Below are some entries. Repeat exactly the lines from the one with "Tag every instance of the concrete driveway" through the one with "Tag every instance of the gray siding", and only those.

-------- Entries shown

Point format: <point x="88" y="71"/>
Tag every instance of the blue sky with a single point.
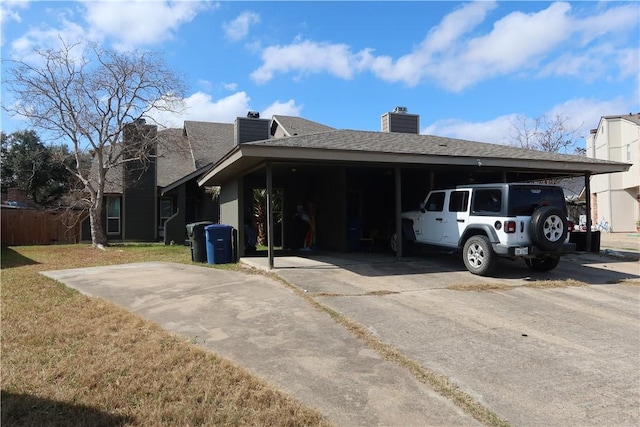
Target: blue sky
<point x="467" y="68"/>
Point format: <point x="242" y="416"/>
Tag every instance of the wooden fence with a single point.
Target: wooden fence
<point x="33" y="227"/>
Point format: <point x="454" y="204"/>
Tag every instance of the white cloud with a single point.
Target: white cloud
<point x="138" y="22"/>
<point x="582" y="114"/>
<point x="229" y="86"/>
<point x="494" y="131"/>
<point x="128" y="23"/>
<point x="238" y="29"/>
<point x="201" y="107"/>
<point x="524" y="44"/>
<point x="49" y="38"/>
<point x="441" y="40"/>
<point x="9" y="10"/>
<point x="307" y="57"/>
<point x="288" y="108"/>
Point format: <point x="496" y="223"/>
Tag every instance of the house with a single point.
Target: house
<point x="155" y="201"/>
<point x="360" y="181"/>
<point x="615" y="197"/>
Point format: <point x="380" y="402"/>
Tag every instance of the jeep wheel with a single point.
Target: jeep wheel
<point x="548" y="228"/>
<point x="543" y="264"/>
<point x="478" y="256"/>
<point x="393" y="244"/>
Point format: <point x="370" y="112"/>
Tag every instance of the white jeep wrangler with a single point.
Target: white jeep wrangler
<point x="486" y="221"/>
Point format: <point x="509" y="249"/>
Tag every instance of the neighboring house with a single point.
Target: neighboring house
<point x="615" y="197"/>
<point x="360" y="181"/>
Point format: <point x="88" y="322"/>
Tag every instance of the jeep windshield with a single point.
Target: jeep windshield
<point x="523" y="200"/>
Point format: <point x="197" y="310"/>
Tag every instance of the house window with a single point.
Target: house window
<point x="166" y="209"/>
<point x="113" y="215"/>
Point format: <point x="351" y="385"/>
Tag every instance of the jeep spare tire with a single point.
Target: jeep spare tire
<point x="548" y="228"/>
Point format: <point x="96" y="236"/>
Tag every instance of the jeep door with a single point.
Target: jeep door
<point x="456" y="218"/>
<point x="430" y="228"/>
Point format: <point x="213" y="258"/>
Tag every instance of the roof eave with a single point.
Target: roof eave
<point x="246" y="157"/>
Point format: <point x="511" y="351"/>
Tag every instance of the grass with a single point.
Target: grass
<point x="537" y="284"/>
<point x="68" y="359"/>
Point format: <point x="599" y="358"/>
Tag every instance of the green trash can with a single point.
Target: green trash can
<point x="197" y="240"/>
<point x="219" y="243"/>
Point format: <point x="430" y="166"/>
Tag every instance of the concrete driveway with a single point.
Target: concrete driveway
<point x="533" y="356"/>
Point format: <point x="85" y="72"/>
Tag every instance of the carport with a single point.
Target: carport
<point x="361" y="181"/>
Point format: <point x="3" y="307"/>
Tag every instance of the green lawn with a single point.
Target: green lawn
<point x="68" y="359"/>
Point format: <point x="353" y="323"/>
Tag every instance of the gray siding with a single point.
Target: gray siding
<point x="401" y="122"/>
<point x="139" y="201"/>
<point x="248" y="129"/>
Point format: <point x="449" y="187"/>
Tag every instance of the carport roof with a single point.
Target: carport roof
<point x="399" y="149"/>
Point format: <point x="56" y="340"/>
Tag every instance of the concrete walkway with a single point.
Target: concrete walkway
<point x="265" y="327"/>
<point x="558" y="356"/>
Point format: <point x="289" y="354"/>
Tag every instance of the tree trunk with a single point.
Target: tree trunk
<point x="98" y="238"/>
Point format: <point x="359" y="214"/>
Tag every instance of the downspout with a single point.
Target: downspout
<point x="398" y="203"/>
<point x="269" y="214"/>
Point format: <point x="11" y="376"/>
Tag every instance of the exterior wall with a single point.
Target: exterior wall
<point x="231" y="208"/>
<point x="175" y="227"/>
<point x="616" y="139"/>
<point x="139" y="199"/>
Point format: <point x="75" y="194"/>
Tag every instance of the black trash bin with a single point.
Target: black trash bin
<point x="197" y="240"/>
<point x="219" y="243"/>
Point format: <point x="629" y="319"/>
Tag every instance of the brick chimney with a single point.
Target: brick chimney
<point x="400" y="121"/>
<point x="251" y="128"/>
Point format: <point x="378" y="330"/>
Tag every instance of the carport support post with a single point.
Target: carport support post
<point x="269" y="214"/>
<point x="587" y="195"/>
<point x="398" y="203"/>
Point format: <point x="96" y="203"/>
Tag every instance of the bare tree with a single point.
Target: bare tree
<point x="552" y="134"/>
<point x="88" y="96"/>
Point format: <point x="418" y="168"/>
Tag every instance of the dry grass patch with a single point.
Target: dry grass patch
<point x="549" y="284"/>
<point x="479" y="287"/>
<point x="538" y="284"/>
<point x="68" y="359"/>
<point x="440" y="383"/>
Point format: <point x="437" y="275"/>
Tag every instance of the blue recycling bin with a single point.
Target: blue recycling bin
<point x="219" y="239"/>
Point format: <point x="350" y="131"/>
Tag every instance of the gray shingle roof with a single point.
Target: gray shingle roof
<point x="299" y="126"/>
<point x="184" y="151"/>
<point x="406" y="143"/>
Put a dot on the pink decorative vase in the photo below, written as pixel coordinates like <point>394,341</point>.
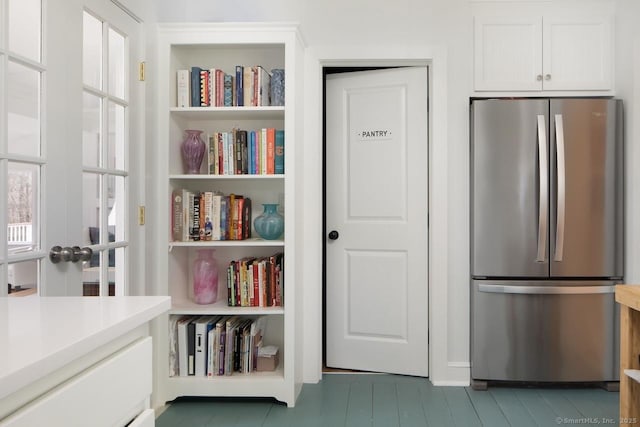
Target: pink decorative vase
<point>193,149</point>
<point>205,277</point>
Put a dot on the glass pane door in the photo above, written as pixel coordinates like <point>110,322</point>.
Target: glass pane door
<point>66,117</point>
<point>21,146</point>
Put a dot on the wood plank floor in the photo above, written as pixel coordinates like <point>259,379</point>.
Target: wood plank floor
<point>375,400</point>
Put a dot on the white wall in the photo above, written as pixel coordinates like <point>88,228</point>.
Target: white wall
<point>444,24</point>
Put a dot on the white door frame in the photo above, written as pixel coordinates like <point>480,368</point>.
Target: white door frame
<point>441,371</point>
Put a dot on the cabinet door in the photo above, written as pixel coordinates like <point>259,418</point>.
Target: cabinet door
<point>508,53</point>
<point>577,53</point>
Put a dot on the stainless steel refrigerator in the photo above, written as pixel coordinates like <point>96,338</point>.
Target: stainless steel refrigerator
<point>546,239</point>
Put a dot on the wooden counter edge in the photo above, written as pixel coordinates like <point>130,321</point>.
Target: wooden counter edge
<point>628,295</point>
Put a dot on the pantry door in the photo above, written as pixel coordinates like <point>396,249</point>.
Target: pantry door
<point>70,112</point>
<point>376,220</point>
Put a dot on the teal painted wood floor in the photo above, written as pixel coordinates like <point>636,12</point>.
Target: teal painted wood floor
<point>391,400</point>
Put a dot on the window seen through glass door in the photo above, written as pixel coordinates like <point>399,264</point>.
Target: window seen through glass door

----------------

Your response -
Tag every instance of the concrete driveway with a single point.
Target: concrete driveway
<point x="533" y="356"/>
Point format: <point x="85" y="72"/>
Tag every instance of the carport with a single point.
Target: carport
<point x="361" y="181"/>
Point format: <point x="3" y="307"/>
Tag every instance of the green lawn with a single point.
Target: green lawn
<point x="68" y="359"/>
Point format: <point x="353" y="323"/>
Tag every instance of the gray siding with a single point.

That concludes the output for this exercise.